- Task statement
Please write out the part of the listing below that opens with its first line and closes with the line containing "127 136 L 132", including both ends, without any changes.

::: Data for this exercise

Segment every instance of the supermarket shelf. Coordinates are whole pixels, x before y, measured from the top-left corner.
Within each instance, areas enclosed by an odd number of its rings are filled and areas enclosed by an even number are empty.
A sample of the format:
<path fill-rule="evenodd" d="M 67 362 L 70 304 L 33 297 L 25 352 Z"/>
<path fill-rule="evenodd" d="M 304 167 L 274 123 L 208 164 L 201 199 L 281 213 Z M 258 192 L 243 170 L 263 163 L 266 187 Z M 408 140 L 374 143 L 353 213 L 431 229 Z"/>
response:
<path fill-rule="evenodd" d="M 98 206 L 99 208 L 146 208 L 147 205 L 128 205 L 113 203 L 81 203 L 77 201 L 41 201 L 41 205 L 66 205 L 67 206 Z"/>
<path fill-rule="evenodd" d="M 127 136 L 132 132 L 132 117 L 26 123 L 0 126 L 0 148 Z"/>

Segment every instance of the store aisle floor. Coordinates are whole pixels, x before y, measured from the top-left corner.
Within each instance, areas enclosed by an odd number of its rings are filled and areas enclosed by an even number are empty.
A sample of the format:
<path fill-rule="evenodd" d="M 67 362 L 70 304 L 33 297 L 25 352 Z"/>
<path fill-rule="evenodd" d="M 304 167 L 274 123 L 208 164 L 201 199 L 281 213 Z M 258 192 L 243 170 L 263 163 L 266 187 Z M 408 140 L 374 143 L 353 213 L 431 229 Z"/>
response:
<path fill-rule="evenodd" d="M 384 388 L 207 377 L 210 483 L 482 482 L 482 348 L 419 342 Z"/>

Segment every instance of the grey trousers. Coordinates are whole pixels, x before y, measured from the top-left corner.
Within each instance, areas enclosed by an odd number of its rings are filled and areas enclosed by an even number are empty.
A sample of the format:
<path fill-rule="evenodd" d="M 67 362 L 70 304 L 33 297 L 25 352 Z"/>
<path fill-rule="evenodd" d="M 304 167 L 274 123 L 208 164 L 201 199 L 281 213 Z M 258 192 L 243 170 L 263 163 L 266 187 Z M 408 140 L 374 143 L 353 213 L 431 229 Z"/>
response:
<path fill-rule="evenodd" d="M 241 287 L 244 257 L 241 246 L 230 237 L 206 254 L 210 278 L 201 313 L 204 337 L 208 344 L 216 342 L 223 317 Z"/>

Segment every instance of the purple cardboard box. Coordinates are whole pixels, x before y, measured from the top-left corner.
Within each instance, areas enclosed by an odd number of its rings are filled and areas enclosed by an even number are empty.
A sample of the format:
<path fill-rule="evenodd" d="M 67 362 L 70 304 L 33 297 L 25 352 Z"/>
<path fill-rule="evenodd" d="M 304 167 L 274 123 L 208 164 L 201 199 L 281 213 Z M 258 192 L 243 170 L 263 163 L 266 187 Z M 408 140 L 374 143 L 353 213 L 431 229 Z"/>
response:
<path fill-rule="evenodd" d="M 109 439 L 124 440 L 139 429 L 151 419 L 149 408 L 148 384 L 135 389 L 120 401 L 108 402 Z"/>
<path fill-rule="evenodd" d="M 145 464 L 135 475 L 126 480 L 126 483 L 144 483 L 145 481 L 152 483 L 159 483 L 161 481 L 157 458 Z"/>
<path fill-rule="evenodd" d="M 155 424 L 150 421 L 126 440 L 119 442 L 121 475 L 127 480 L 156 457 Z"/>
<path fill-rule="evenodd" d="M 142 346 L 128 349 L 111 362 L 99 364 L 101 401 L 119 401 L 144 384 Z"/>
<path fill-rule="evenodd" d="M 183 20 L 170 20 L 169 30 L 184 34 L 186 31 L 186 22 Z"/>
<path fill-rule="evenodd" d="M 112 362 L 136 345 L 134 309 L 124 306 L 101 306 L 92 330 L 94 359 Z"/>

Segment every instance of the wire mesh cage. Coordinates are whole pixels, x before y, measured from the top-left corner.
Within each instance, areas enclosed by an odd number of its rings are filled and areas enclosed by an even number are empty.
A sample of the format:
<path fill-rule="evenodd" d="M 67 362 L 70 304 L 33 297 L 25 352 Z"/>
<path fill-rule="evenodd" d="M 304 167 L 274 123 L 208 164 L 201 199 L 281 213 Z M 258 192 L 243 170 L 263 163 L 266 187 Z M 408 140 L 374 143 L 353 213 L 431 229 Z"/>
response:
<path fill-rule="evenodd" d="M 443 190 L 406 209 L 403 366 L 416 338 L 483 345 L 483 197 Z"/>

::::::

- Solution to this exercise
Segment every instance of the supermarket shelf. Coordinates are whole pixels, x before y, measured from the top-left corner.
Within each instance, areas enclosed by an odd number of its rings are filled and areas enclosed by an even number are empty.
A sample of the format:
<path fill-rule="evenodd" d="M 67 362 L 70 304 L 33 297 L 25 352 Z"/>
<path fill-rule="evenodd" d="M 304 167 L 274 123 L 208 164 L 201 199 L 281 213 Z M 258 192 L 243 170 L 263 163 L 266 187 Z M 408 140 L 374 143 L 353 213 L 431 229 Z"/>
response:
<path fill-rule="evenodd" d="M 98 206 L 99 208 L 146 208 L 147 205 L 128 205 L 113 203 L 81 203 L 77 201 L 41 201 L 41 205 L 66 205 L 67 206 Z"/>
<path fill-rule="evenodd" d="M 127 136 L 132 132 L 132 117 L 26 123 L 0 126 L 0 148 Z"/>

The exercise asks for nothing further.